▶ _Problem to work on_:
Set down all of the data again, character for character.
***** Information shown *****
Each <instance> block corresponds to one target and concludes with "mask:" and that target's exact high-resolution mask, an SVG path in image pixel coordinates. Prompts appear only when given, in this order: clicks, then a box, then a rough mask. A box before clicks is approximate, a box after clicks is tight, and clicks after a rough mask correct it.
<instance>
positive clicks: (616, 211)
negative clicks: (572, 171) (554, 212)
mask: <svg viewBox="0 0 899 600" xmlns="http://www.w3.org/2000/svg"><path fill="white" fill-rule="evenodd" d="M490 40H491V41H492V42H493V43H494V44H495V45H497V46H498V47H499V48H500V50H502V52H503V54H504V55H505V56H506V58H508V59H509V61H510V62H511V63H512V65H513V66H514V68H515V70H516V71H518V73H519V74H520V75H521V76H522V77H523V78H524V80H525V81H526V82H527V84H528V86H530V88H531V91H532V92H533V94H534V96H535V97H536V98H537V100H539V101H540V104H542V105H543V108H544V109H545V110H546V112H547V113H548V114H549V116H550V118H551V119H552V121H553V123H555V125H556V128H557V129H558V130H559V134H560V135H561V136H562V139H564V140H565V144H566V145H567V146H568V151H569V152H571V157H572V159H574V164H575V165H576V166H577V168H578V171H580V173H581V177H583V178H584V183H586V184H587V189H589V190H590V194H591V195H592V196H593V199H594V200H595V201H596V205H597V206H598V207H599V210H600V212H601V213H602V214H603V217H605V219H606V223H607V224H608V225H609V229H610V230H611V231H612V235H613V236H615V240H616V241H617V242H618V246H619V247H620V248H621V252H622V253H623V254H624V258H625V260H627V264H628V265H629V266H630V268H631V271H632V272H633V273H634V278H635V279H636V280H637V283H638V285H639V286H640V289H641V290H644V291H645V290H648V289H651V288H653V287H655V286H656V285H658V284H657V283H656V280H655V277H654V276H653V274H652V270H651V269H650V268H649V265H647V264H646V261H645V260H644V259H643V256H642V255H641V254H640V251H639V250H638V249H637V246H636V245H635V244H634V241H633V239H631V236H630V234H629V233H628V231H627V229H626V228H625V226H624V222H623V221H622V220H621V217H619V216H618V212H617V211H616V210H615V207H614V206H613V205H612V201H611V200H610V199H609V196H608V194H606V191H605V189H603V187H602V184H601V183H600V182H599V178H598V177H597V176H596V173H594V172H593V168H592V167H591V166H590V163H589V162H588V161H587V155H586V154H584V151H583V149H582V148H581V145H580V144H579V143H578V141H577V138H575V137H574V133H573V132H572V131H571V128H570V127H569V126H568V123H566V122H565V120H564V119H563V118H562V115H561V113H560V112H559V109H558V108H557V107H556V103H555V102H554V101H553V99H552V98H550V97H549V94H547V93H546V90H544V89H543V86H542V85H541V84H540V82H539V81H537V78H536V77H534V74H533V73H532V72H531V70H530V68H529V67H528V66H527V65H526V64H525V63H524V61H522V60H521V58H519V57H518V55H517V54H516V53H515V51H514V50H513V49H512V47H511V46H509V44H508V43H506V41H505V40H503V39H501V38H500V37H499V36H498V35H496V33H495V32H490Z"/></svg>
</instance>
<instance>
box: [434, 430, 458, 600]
*****
▶ _Response to the exercise_:
Each <instance> block corresponds to one target and concludes with "mask:" and that target's exact high-resolution mask, an SVG path in image pixel coordinates. Prompts appear only when given, in this order: clicks, then a box, then a rough mask. A box before clicks is approximate, a box after clicks is tight, and clicks after a rough mask correct it.
<instance>
positive clicks: (616, 211)
negative clicks: (572, 171) (554, 212)
mask: <svg viewBox="0 0 899 600" xmlns="http://www.w3.org/2000/svg"><path fill="white" fill-rule="evenodd" d="M490 40H491V41H492V42H493V43H494V44H495V45H497V46H498V47H499V48H500V50H502V52H503V54H504V55H505V56H506V58H508V59H509V61H510V62H511V63H512V65H513V66H514V68H515V70H516V71H518V73H519V74H520V75H521V76H522V77H523V78H524V80H525V81H526V82H527V84H528V86H530V88H531V91H532V92H533V94H534V96H535V97H536V98H537V100H539V101H540V104H542V105H543V108H544V109H545V110H546V112H547V113H548V114H549V116H550V118H551V119H552V121H553V123H555V125H556V128H557V129H558V130H559V134H560V135H561V136H562V139H564V140H565V144H566V145H567V146H568V151H569V152H571V157H572V159H574V164H575V165H576V166H577V168H578V171H580V173H581V177H583V178H584V183H586V184H587V189H589V190H590V194H591V195H592V196H593V199H594V200H595V201H596V205H597V206H598V207H599V210H600V212H601V213H602V214H603V217H605V219H606V223H607V224H608V225H609V229H610V230H611V231H612V235H613V236H615V240H616V241H617V242H618V246H619V247H620V248H621V252H622V253H623V254H624V258H625V260H627V264H628V265H629V266H630V268H631V271H632V272H633V273H634V278H635V279H636V280H637V283H638V285H639V286H640V289H641V290H644V291H645V290H648V289H651V288H653V287H655V286H656V285H658V284H657V283H656V280H655V277H654V276H653V274H652V270H651V269H650V268H649V265H647V264H646V261H645V260H644V259H643V256H642V255H641V254H640V251H639V250H638V249H637V246H636V245H635V244H634V241H633V239H631V236H630V234H629V233H628V231H627V229H626V228H625V226H624V222H623V221H622V220H621V217H619V216H618V212H617V211H616V210H615V207H614V206H613V205H612V201H611V200H610V199H609V196H608V194H606V191H605V189H603V187H602V184H601V183H600V182H599V178H598V177H597V176H596V173H594V172H593V168H592V167H591V166H590V163H589V162H588V161H587V155H586V154H584V151H583V149H582V148H581V145H580V144H579V143H578V141H577V138H575V137H574V133H573V132H572V131H571V128H570V127H569V126H568V123H566V122H565V120H564V119H563V118H562V115H561V113H560V112H559V109H558V108H557V107H556V103H555V102H554V101H553V99H552V98H550V97H549V94H547V93H546V90H544V89H543V86H542V85H541V84H540V82H539V81H537V78H536V77H534V74H533V73H532V72H531V70H530V68H529V67H528V66H527V65H526V64H525V63H524V61H522V60H521V58H519V57H518V55H517V54H516V53H515V51H514V50H513V49H512V47H511V46H509V44H508V43H506V41H505V40H503V39H501V38H500V37H499V36H498V35H496V33H495V32H490Z"/></svg>
</instance>
<instance>
box: [434, 430, 458, 600]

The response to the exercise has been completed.